PROBLEM.
Among the records, how many lines carry the string "blurred"? Give that number with nothing added.

DATA EXTRACTS.
* * *
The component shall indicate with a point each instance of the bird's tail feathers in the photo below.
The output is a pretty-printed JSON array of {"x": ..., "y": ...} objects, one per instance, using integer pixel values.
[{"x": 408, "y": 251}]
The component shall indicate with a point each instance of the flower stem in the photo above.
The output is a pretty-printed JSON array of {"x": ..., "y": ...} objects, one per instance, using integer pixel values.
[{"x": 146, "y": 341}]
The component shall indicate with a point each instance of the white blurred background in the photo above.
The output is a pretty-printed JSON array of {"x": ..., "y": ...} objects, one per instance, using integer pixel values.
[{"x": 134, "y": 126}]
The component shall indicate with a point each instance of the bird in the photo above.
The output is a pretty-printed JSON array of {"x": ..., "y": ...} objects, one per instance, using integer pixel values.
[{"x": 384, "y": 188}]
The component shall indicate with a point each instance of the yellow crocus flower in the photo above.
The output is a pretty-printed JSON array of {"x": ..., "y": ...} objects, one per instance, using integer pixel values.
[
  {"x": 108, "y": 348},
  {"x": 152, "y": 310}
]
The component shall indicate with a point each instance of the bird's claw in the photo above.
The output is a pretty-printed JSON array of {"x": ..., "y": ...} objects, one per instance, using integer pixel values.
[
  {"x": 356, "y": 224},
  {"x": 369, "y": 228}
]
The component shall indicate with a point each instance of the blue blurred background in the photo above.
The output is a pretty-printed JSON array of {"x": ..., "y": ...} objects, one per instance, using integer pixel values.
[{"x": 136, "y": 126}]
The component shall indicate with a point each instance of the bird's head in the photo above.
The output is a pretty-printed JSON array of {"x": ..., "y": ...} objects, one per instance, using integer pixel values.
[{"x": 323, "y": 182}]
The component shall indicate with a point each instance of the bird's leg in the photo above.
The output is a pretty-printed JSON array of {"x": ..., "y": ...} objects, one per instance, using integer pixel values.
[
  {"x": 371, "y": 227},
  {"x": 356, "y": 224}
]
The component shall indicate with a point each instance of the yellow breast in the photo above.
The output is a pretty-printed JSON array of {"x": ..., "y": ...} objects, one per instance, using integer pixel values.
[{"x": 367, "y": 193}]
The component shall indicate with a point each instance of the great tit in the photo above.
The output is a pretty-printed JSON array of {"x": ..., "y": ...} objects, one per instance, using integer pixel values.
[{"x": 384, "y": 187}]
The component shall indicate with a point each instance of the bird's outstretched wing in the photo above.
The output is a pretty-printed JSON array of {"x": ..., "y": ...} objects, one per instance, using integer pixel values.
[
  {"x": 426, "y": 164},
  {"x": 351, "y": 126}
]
* * *
TASK RESPONSE.
2